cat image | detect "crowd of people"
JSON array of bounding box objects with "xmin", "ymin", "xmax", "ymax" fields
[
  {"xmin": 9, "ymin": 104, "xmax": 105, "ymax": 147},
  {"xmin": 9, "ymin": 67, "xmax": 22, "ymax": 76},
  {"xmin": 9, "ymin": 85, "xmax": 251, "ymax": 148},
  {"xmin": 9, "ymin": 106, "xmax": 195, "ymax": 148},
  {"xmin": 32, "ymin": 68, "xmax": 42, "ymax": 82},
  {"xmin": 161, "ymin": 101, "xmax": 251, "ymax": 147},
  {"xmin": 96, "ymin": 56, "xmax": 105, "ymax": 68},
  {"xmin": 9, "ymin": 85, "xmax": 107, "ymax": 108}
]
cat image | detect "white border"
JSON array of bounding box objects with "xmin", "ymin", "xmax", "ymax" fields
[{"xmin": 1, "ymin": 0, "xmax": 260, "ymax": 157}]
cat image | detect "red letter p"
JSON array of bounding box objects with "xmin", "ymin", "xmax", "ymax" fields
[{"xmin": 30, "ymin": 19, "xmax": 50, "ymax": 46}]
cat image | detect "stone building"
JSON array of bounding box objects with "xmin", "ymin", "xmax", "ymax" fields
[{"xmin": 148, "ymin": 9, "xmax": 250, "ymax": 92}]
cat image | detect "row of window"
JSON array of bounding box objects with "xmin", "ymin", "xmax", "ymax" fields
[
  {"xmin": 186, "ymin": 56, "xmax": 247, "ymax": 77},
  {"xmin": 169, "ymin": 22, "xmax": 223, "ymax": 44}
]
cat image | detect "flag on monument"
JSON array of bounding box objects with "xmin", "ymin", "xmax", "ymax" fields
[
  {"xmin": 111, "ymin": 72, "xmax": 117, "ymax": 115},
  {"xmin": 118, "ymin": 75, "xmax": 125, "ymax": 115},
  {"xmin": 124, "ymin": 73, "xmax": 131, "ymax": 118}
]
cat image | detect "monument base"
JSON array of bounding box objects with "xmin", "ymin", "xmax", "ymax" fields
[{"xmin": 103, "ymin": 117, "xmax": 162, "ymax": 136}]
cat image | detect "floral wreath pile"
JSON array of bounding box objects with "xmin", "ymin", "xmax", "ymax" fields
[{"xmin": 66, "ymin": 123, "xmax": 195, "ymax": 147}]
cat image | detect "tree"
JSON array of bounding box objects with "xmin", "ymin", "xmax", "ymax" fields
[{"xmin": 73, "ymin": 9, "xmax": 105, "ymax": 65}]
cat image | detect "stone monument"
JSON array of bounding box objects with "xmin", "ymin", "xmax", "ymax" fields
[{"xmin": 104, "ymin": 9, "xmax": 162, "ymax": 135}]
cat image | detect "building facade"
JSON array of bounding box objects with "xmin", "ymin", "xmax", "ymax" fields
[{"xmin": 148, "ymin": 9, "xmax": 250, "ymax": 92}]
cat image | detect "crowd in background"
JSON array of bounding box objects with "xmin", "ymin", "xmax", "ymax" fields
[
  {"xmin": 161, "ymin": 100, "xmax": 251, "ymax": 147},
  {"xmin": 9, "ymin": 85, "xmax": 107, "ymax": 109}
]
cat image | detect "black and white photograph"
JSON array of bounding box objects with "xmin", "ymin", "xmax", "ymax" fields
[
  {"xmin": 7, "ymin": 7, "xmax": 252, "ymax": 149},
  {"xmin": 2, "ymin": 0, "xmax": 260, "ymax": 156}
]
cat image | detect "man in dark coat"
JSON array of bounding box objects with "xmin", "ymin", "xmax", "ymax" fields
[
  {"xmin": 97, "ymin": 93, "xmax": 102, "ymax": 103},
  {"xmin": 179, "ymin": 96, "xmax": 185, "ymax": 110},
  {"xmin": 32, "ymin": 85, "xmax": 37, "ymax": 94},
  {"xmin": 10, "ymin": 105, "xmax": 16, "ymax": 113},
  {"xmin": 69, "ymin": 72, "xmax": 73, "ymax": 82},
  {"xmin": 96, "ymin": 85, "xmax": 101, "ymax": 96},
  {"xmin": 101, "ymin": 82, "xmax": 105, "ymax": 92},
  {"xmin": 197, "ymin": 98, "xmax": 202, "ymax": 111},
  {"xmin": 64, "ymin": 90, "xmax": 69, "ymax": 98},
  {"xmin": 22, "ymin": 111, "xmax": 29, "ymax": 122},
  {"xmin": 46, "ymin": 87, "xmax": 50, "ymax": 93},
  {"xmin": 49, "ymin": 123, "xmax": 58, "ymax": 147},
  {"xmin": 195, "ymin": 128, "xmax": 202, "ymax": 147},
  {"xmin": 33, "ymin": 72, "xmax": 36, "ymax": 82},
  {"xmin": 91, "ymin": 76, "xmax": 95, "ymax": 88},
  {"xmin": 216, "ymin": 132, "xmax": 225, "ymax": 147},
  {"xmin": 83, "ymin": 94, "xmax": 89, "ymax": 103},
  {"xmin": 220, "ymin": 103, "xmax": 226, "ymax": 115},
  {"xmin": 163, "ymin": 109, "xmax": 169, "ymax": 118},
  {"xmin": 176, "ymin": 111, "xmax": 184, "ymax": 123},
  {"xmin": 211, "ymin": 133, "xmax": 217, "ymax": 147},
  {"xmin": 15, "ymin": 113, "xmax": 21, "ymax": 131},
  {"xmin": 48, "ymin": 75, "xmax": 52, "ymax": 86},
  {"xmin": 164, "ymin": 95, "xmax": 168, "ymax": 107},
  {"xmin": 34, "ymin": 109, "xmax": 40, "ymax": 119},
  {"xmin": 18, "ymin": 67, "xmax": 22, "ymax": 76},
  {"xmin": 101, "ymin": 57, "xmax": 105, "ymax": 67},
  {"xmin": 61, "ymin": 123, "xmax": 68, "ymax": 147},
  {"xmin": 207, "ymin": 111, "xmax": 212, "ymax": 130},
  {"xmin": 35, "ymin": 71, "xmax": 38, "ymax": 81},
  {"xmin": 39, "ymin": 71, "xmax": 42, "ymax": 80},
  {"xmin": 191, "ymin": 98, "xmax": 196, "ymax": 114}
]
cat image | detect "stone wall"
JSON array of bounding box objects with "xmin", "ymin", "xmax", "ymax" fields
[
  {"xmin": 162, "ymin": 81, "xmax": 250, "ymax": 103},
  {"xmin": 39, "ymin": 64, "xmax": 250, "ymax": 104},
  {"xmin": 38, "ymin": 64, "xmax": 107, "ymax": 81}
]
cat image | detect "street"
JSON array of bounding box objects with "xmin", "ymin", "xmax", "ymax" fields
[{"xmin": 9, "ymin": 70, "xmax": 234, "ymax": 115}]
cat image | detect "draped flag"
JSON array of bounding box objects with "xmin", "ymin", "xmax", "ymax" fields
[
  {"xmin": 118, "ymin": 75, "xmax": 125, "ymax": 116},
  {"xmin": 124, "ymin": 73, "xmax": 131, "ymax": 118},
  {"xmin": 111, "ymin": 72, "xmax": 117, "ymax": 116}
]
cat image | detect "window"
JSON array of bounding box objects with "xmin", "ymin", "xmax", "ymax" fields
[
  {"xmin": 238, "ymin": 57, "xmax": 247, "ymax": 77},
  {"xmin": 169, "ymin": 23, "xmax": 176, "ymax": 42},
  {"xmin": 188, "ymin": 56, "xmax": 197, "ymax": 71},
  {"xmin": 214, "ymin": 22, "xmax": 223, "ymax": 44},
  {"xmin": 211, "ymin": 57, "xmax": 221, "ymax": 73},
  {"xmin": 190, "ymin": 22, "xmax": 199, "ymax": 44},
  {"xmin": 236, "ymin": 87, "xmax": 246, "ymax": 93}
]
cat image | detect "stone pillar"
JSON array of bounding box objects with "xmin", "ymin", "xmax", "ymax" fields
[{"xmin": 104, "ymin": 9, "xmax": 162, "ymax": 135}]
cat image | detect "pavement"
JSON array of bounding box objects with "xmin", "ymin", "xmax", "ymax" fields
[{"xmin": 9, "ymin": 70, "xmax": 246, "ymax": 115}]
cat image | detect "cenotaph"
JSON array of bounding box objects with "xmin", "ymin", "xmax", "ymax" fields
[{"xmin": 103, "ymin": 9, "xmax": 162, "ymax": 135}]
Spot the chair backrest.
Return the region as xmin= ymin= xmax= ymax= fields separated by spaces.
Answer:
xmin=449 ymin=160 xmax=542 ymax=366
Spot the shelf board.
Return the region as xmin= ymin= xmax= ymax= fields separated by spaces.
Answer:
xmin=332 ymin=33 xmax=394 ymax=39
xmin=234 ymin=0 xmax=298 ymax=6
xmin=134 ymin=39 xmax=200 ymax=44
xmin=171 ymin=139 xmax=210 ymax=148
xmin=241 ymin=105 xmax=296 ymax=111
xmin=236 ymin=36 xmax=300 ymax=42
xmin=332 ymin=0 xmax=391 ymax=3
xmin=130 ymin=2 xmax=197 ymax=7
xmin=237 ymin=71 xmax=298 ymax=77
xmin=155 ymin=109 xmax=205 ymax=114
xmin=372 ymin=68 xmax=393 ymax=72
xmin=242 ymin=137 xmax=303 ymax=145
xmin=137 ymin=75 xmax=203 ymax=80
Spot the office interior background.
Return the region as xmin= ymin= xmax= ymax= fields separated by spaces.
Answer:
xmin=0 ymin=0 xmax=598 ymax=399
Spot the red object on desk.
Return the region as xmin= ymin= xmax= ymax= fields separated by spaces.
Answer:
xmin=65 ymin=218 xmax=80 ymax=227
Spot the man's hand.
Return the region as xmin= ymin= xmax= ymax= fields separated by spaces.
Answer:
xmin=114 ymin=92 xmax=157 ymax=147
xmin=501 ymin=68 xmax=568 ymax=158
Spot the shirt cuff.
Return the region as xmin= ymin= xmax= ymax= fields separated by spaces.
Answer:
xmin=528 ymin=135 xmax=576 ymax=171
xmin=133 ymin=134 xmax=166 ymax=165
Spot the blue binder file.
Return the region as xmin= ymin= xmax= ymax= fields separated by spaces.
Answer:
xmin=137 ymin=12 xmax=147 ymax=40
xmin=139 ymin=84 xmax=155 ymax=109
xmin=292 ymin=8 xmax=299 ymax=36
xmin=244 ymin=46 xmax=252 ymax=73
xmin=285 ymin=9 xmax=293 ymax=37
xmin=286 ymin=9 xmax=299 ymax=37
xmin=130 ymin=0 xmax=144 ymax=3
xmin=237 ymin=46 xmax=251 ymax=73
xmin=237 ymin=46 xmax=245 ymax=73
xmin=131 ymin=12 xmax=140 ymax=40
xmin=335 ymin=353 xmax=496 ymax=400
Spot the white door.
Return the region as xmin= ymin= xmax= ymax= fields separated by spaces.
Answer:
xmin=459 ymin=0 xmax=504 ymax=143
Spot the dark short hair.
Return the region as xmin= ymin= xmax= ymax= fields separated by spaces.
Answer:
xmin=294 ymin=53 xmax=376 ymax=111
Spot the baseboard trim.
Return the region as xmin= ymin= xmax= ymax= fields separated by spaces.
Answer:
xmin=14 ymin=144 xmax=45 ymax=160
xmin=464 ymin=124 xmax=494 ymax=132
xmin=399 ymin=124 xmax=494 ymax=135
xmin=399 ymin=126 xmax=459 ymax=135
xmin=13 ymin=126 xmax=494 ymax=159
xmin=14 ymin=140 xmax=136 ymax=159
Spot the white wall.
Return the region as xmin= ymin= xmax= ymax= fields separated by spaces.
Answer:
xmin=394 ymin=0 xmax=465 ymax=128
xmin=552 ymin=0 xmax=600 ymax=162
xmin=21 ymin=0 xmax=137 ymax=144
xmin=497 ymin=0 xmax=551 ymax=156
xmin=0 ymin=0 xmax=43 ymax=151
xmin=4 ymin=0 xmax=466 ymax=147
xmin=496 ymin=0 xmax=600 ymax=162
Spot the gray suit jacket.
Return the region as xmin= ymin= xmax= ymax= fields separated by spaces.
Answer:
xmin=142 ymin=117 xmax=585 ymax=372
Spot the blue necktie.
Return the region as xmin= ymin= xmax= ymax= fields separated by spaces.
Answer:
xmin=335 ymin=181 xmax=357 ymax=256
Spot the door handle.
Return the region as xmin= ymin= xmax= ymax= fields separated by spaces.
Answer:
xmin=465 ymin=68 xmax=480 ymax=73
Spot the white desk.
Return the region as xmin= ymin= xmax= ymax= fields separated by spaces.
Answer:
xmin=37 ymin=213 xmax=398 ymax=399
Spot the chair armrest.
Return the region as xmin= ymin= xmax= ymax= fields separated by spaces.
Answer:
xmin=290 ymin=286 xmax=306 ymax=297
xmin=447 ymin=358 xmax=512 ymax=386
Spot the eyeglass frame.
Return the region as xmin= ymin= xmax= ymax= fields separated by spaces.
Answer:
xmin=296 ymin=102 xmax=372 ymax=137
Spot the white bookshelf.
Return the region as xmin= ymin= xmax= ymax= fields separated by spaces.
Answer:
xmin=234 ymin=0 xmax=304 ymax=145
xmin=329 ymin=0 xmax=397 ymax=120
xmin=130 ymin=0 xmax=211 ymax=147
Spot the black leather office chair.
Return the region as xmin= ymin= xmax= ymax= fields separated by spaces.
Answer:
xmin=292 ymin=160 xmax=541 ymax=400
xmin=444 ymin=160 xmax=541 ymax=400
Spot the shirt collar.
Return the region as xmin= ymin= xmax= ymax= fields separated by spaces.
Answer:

###

_Exercise description_.
Find "stone" in the preceding records. Copy each line that holds it.

_Solution to the exercise_.
cat image | detect "stone building"
cat image | detect "stone monument"
cat image | detect "stone wall"
cat image | detect "stone pillar"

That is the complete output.